» What is needed: Update the listing below by replacing "Put a pin on" with "Place a marker on" and keep everything else unchanged. Leave the pictures out of your answer.

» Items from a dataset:
[start]

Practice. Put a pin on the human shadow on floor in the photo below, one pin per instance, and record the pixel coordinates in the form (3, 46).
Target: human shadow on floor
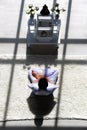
(40, 106)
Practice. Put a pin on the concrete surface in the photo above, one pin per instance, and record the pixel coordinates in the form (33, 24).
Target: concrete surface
(70, 99)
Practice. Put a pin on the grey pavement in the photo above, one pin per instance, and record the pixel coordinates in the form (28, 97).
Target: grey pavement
(71, 110)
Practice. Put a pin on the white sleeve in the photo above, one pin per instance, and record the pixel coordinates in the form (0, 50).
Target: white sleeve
(33, 86)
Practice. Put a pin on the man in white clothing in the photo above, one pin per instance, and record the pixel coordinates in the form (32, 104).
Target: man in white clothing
(43, 82)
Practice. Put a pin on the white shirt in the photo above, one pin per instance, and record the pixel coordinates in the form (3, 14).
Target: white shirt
(50, 88)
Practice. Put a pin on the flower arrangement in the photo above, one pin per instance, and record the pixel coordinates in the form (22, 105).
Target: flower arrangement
(31, 10)
(56, 10)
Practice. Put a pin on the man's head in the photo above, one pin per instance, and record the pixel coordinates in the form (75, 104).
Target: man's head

[end]

» Output for this task:
Practice. Place a marker on the human shadow on floor in the photo below, one pin per instance, and record the pixel coordinates in the form (3, 46).
Target: human shadow on floor
(40, 106)
Practice. Place a marker on the concrete surface in the photo above, one pin per instance, and record the pixel coordinates in the form (33, 24).
Target: concrete surface
(70, 99)
Practice. Place a marker on the grey pavement in the photo above, one pin per instance, and record the pixel coordinates in the form (28, 97).
Target: grey pavement
(71, 110)
Practice. Place a marker on the white sleeve in the photo above, one pin per instance, and record the pixel coordinates in the form (0, 50).
Target: white sleeve
(33, 86)
Practice. Place a marker on the man in white clothing in the photo above, one pin per instance, and record the pixel coordinates in the form (32, 104).
Target: man in white clothing
(43, 82)
Practice. Place a marker on the white shirt in the photo above, one pin per instance, and record the pixel coordinates in the form (3, 14).
Target: white shirt
(50, 88)
Practice. Place a marker on the flower arrangement in the photo above, one pin per instance, and record the pixel coordinates in the form (22, 105).
Target: flower arrangement
(31, 10)
(56, 10)
Practice. Place a marker on the man's head in the photo above, one pin per instance, and record the pixel coordinates in the form (75, 104).
Target: man's head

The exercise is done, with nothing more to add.